● **Problem to solve**
Display, copied in full, each line of the entries below that contains the word "parking".

● **Data for the task**
☆ ☆ ☆ ☆ ☆
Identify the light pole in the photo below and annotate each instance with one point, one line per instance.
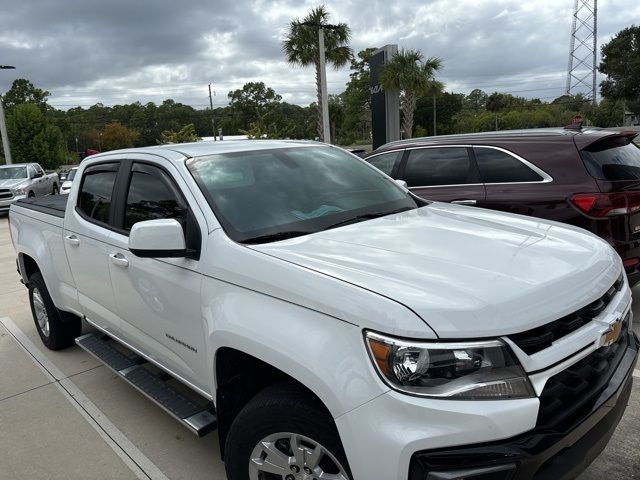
(3, 126)
(324, 97)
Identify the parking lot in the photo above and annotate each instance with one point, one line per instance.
(65, 416)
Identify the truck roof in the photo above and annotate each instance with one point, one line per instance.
(178, 151)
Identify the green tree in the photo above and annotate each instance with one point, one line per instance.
(115, 136)
(300, 46)
(414, 76)
(33, 137)
(184, 135)
(621, 64)
(23, 91)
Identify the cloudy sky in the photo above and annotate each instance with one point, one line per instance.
(120, 51)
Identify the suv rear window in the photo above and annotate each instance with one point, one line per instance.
(497, 166)
(438, 166)
(613, 159)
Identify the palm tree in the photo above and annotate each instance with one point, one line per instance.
(413, 76)
(300, 46)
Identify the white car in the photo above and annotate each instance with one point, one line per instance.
(331, 324)
(66, 185)
(22, 180)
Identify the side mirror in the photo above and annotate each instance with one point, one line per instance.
(403, 184)
(161, 238)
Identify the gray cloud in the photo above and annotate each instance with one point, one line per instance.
(85, 51)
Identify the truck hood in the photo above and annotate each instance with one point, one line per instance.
(12, 182)
(466, 272)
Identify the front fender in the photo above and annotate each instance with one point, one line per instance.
(325, 354)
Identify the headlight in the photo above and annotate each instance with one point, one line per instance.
(482, 370)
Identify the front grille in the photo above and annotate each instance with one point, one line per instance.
(539, 338)
(571, 394)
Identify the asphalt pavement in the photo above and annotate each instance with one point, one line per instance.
(65, 416)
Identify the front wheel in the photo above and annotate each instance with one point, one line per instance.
(284, 434)
(57, 329)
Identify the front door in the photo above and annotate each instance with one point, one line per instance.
(159, 298)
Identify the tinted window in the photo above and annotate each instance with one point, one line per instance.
(384, 162)
(613, 159)
(274, 194)
(150, 197)
(438, 166)
(96, 193)
(500, 167)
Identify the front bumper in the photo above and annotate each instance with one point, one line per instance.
(542, 453)
(397, 436)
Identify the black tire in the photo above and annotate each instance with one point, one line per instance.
(63, 327)
(282, 407)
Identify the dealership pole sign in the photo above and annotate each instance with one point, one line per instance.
(385, 105)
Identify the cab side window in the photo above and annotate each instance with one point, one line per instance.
(151, 196)
(96, 192)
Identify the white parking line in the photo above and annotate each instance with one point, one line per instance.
(139, 464)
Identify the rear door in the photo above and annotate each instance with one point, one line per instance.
(87, 230)
(443, 173)
(513, 184)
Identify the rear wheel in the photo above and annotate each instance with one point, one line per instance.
(57, 329)
(284, 434)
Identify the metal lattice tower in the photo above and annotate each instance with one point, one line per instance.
(581, 74)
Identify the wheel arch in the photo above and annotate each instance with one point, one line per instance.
(240, 377)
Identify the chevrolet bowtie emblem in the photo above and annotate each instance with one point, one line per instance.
(612, 335)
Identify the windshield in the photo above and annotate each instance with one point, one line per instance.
(613, 159)
(273, 194)
(13, 172)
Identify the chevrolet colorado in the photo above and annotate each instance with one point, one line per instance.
(326, 322)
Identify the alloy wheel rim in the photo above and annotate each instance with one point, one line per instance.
(41, 312)
(290, 456)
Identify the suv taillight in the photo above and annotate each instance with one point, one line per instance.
(607, 204)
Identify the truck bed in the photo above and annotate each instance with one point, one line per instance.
(51, 204)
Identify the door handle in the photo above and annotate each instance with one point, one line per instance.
(72, 240)
(119, 260)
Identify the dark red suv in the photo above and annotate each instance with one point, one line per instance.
(585, 177)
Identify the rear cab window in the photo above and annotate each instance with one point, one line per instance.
(385, 162)
(612, 159)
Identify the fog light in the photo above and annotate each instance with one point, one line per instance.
(499, 472)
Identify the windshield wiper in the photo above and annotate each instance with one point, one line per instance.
(367, 216)
(274, 237)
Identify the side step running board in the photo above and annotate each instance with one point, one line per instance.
(199, 419)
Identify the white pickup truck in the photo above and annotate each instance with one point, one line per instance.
(326, 322)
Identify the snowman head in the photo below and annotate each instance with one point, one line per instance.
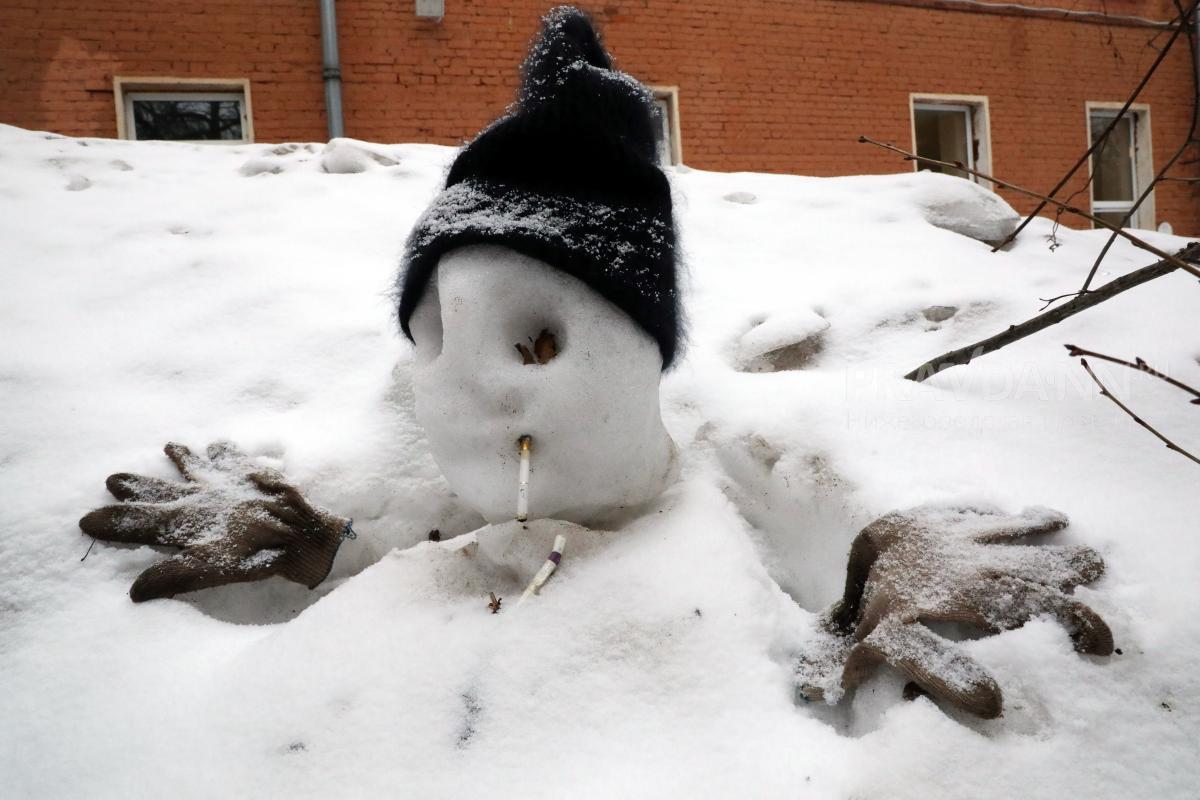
☆ ☆ ☆ ☆ ☆
● **Worked answer**
Identify the parking lot in the photo above and annotate each instance with one point, one line per instance.
Identify the white parking line in the photo above and annotate each instance with one point, one line per instance.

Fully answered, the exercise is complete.